GIVEN EXERCISE: Reproduce every row below character for character.

## Start RECORDS FOR PROCESSING

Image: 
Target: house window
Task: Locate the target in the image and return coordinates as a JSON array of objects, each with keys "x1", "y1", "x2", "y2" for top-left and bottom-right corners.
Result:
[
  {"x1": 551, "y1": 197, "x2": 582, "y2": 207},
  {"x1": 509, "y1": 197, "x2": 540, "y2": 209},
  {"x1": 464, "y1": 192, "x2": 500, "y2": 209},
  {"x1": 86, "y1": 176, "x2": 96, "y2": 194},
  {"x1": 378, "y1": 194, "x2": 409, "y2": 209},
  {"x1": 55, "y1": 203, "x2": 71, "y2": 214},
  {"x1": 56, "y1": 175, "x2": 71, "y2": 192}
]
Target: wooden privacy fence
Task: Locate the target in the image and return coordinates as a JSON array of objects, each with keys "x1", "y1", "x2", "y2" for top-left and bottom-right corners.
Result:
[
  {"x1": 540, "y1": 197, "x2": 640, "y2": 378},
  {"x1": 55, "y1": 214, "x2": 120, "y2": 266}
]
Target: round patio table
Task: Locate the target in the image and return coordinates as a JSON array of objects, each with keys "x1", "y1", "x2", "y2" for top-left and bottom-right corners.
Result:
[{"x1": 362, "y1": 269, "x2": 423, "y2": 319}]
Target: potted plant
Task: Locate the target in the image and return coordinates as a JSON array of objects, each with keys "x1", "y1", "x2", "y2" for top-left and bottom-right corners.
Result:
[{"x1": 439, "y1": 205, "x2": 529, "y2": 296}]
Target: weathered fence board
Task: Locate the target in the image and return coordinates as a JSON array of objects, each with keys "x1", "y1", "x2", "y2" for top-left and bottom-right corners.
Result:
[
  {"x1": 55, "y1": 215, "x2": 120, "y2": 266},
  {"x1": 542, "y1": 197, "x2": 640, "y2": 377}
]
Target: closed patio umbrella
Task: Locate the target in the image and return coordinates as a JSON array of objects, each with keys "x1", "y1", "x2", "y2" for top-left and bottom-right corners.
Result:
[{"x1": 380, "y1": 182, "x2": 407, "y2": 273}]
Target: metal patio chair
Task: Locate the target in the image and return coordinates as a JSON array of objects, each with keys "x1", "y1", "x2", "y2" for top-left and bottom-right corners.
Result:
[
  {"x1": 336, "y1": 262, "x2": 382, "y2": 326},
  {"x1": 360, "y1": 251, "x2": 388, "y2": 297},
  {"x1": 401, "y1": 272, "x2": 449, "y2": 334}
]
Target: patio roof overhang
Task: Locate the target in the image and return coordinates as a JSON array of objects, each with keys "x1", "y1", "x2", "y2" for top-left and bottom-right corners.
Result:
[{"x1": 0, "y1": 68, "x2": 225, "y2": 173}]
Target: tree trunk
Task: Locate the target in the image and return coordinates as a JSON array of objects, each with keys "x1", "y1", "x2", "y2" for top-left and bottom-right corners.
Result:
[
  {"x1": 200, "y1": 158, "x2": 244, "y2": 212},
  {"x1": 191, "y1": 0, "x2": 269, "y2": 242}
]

## End RECORDS FOR PROCESSING

RESULT OF THE TASK:
Image: 
Target: house window
Task: Locate the target in the image and return coordinates as a JSON array of objects, each with keys "x1", "y1", "x2", "y2" for top-left and bottom-right corners.
Result:
[
  {"x1": 551, "y1": 197, "x2": 582, "y2": 207},
  {"x1": 509, "y1": 197, "x2": 540, "y2": 209},
  {"x1": 464, "y1": 192, "x2": 500, "y2": 209},
  {"x1": 86, "y1": 176, "x2": 96, "y2": 194},
  {"x1": 378, "y1": 194, "x2": 409, "y2": 209},
  {"x1": 55, "y1": 203, "x2": 71, "y2": 214},
  {"x1": 56, "y1": 175, "x2": 71, "y2": 192}
]
Target: wooden privacy fence
Task: Locate the target in the image and return coordinates as a JSON array of objects, each with keys "x1", "y1", "x2", "y2" for top-left and bottom-right corners.
Result:
[
  {"x1": 540, "y1": 197, "x2": 640, "y2": 378},
  {"x1": 55, "y1": 214, "x2": 120, "y2": 266}
]
Target: round patio table
Task: Locate the target in the image and return coordinates as a JSON array of objects, each with keys "x1", "y1", "x2", "y2" for top-left and bottom-right corners.
Result:
[{"x1": 362, "y1": 269, "x2": 423, "y2": 319}]
Target: potted plant
Task: Locate the target in the image and return coordinates as a JSON array of objects, each with keys "x1", "y1", "x2", "y2" for top-left and bottom-right corners.
Result:
[{"x1": 439, "y1": 205, "x2": 529, "y2": 296}]
Target: weathered fence board
Task: Locate the target in the image and return coordinates as a JSON array of objects, each with keys "x1", "y1", "x2", "y2" for top-left and bottom-right corners.
Result:
[
  {"x1": 55, "y1": 215, "x2": 120, "y2": 266},
  {"x1": 542, "y1": 197, "x2": 640, "y2": 377}
]
Target: closed patio umbrella
Task: Locate the target in the image and return coordinates as a JSON array of objects, each with keys "x1", "y1", "x2", "y2" for top-left and bottom-right corners.
Result:
[{"x1": 380, "y1": 182, "x2": 407, "y2": 273}]
Target: metal patio chair
Task: Locate the target in the image and return coordinates as a JSON array of objects, each with keys "x1", "y1", "x2", "y2" for top-left and bottom-right corners.
Result:
[
  {"x1": 336, "y1": 262, "x2": 382, "y2": 326},
  {"x1": 360, "y1": 251, "x2": 388, "y2": 297},
  {"x1": 401, "y1": 272, "x2": 449, "y2": 334}
]
Target: patio roof overhang
Task: Locate the target in the image and return coordinates as a JSON array of objects, each with keys "x1", "y1", "x2", "y2" for top-left and bottom-right corners.
Result:
[{"x1": 0, "y1": 68, "x2": 225, "y2": 173}]
Target: tree trunk
Task: Locate the target in the image and return coordinates as a JSON array of objects, each with keys "x1", "y1", "x2", "y2" for top-left and bottom-right corners.
Result:
[
  {"x1": 200, "y1": 158, "x2": 244, "y2": 212},
  {"x1": 191, "y1": 0, "x2": 269, "y2": 242}
]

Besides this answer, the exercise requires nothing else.